The task: Reproduce, word for word, every line starting at the line that contains "Pest-scouting request: tag the ocean" and ending with the final line of the entries.
# start of The records
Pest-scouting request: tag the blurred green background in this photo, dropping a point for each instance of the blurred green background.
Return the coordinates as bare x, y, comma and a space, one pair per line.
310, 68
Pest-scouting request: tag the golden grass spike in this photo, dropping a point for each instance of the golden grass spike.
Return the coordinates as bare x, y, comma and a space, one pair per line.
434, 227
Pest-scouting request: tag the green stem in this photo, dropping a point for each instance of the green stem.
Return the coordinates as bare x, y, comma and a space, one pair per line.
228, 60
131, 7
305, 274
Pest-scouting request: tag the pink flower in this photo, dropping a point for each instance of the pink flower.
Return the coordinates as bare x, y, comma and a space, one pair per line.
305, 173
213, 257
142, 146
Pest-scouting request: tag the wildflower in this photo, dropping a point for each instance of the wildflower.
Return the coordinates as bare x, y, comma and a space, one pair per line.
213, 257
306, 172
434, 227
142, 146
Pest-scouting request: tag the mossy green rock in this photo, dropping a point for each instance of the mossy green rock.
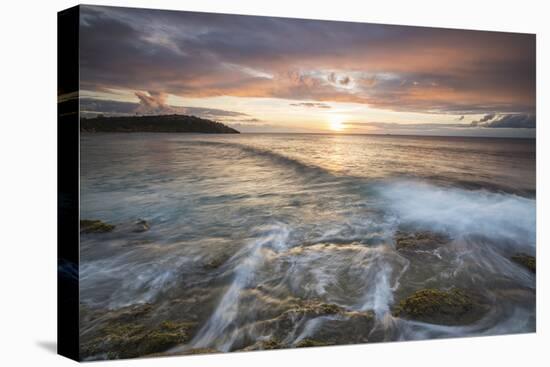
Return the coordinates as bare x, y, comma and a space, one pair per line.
307, 343
454, 307
129, 340
526, 260
95, 226
423, 240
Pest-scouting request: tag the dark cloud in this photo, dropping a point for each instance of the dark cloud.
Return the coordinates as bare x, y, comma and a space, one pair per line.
390, 67
149, 105
311, 105
513, 121
481, 121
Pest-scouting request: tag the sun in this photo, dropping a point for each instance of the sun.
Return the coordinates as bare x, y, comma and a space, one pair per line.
336, 122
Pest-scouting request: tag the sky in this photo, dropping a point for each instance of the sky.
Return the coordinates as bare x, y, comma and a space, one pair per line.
266, 74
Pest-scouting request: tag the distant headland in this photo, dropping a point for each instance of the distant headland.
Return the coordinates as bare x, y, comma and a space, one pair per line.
154, 124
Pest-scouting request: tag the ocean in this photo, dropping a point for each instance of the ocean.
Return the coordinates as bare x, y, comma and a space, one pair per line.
253, 237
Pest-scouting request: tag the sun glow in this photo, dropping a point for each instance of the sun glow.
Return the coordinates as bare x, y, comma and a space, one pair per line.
336, 122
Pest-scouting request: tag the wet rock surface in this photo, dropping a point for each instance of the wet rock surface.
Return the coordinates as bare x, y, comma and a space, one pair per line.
525, 260
140, 225
95, 226
452, 307
421, 240
131, 332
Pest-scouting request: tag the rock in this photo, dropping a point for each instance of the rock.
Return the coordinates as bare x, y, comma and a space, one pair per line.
# end of The records
Solved problem:
Pest-scouting request: tag the ocean in this photo, dropping a point for each instance of the ocean.
Return the coordinates as bare x, y, comma and a space, one pair per line.
253, 237
Pest-scouting request: tag the sun glow in this photo, dropping a point for each instance of the sun glow.
Return the coordinates as bare x, y, comma and a space, one pair per line.
336, 122
Pest-scouting request: tag the wet rock surface in this photo, dropping a point for each instance of the wet rock surface.
Return the coordinates as bare x, y, comma and a space, one pair per line.
525, 260
140, 225
95, 226
452, 307
421, 240
131, 332
Pest-scouting request: tag the rock in this photo, dropping a point for each instance of the rock.
Return the coordinates as bare x, y, comma and a space, one pair per line.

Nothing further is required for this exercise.